> _Goal_:
Copy the data below line for line without changing a character, but omit the pictures.

> _Records shown_:
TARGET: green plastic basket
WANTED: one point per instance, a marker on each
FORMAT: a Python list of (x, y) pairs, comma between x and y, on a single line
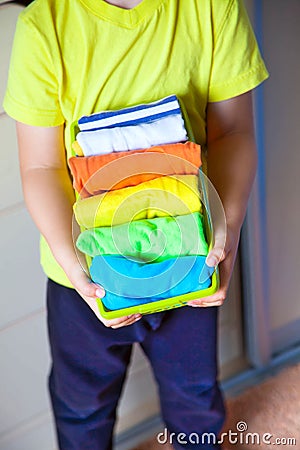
[(181, 300)]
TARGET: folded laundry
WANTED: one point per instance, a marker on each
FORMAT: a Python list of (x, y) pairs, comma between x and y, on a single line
[(166, 130), (128, 283), (131, 116), (148, 240), (163, 196), (93, 174)]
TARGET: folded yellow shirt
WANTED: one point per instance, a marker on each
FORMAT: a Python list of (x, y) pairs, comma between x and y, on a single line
[(163, 196)]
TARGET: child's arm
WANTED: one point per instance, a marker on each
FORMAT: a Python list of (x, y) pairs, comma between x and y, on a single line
[(231, 163), (49, 197)]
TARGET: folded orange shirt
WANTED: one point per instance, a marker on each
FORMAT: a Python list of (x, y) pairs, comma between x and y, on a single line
[(95, 174)]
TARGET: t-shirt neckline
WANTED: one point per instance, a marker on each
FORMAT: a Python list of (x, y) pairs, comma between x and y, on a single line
[(128, 18)]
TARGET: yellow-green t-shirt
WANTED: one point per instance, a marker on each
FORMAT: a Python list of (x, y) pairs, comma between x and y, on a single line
[(75, 57)]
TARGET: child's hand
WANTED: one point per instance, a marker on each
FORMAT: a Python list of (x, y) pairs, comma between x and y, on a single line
[(89, 291), (226, 258)]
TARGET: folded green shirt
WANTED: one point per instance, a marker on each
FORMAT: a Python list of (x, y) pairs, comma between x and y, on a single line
[(148, 240)]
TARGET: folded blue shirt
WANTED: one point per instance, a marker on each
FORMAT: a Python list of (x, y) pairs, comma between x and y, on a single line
[(129, 283), (133, 115)]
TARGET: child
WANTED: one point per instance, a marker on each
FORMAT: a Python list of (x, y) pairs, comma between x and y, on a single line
[(76, 57)]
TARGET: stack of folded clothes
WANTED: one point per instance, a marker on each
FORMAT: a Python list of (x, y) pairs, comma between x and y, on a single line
[(139, 204)]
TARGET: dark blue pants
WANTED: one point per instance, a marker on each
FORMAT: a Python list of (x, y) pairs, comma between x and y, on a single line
[(90, 363)]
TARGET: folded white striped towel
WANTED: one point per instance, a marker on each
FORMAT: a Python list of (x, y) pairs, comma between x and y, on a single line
[(167, 130), (131, 116)]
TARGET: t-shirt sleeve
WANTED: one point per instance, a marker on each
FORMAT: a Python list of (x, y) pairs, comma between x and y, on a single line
[(237, 65), (32, 94)]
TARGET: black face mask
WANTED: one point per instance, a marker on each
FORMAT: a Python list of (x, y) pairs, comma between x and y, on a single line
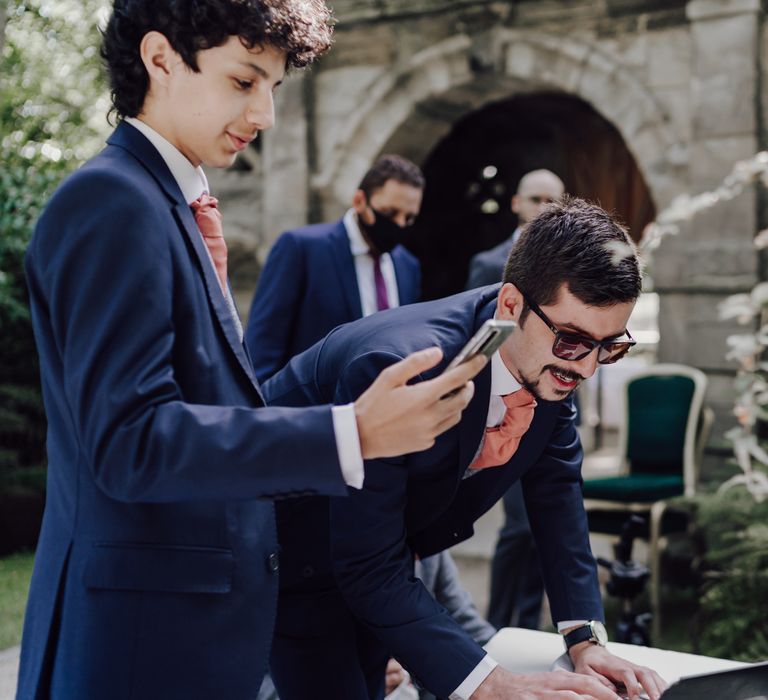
[(383, 233)]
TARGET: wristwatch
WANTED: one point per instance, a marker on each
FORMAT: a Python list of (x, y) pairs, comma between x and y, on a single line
[(592, 631)]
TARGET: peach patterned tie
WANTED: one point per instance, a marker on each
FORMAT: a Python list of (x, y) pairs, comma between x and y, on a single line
[(501, 442), (208, 218)]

> _The completed task_:
TARGET: green plastic basket
WANTED: one point per instance, a marker on each
FORMAT: a Python list of (x, y) pairs, comma between x and y, on a single line
[(181, 300)]
TARGET: folded laundry
WANTED: one point per instance, a marker on each
FORMAT: a Python list of (x, y) pairs, comma between x and y, on a single line
[(166, 130), (128, 283), (131, 116), (148, 240), (163, 196), (93, 174)]
TARGET: folded yellow shirt
WANTED: one point per instance, a marker on each
FORMAT: a Python list of (x, y) pairs, comma between x and y, on a single line
[(163, 196)]
TARGET: child's arm
WANTED: one point per instance, a marker on each
FORMAT: a Python list of (x, y) pairs, comma between x and y, on a single line
[(231, 163), (49, 197)]
TARGET: folded orange shirt
WANTED: one point per instance, a marker on each
FORMAT: a Python list of (x, y) pairs, comma between x and y, on a single line
[(95, 174)]
TARGET: t-shirt neckline
WANTED: one point per instance, a marker on each
FORMAT: a Python list of (x, y) pairs, comma between x and y, on a single line
[(128, 18)]
TARGET: yellow-green t-shirt
WANTED: one point per instance, a marker on each
FORMAT: a Python list of (x, y) pairs, comma between x and y, on a single line
[(75, 57)]
TARGET: child's hand
WANTED: one point per instance, a marker on each
FORMAT: a Python list of (x, y) pairs, comma between x and y, on a single line
[(89, 291), (226, 258)]
TARGET: folded green shirt
WANTED: one point per instance, a marker on each
FORMAT: a Python list of (x, y) pairs, comma between x and y, on a single line
[(148, 240)]
TARGET: folded blue shirt
WANTED: one point per instance, a marker on each
FORMAT: a Python list of (x, y) pairs, comma between x and y, on a single line
[(129, 283), (133, 115)]
TARGET: child
WANTED: one point per instance, a marker on each
FORMAT: a Python list of (x, y) pairs, comma between x and y, on a single line
[(76, 57)]
TARGET: stack of folded clothes
WANTED: one point per instance, a marker on each
FORMAT: a Python list of (x, y) pairs, comma between x and y, on a single line
[(139, 204)]
TARGET: dark blue pants
WANTED: one point per instance, a marker on each
FORMAT: a Python list of (x, y) pairs, comma between x and y, on a single line
[(90, 363)]
TARGET: folded white striped towel
WANTED: one point per instance, a marker on each
FORMAT: a Python list of (x, y) pairs, comma between x and y, on a single line
[(167, 130), (131, 116)]
TARGET: t-shirt sleeve
WANTED: one point per instance, a marker on each
FORMAT: a Python list of (x, y) pairs, comma between x and y, on a single line
[(237, 65), (32, 94)]
TARGET: black face mask
WANTED: one point per instance, a marker on each
FORMAT: a Python list of (x, y) pairs, comma between x and y, on a single line
[(383, 233)]
TARGET: wristwatch
WANTED: one point per instance, a marker on each
FORMAT: a Python list of (x, y) pairs, comma between x and y, on a single line
[(592, 631)]
TARGET: peach patterned tie
WANTED: one point per instance, a marker on each
FORMAT: a Python list of (x, y) pairs, comma between x and y, on a single line
[(501, 442), (208, 218)]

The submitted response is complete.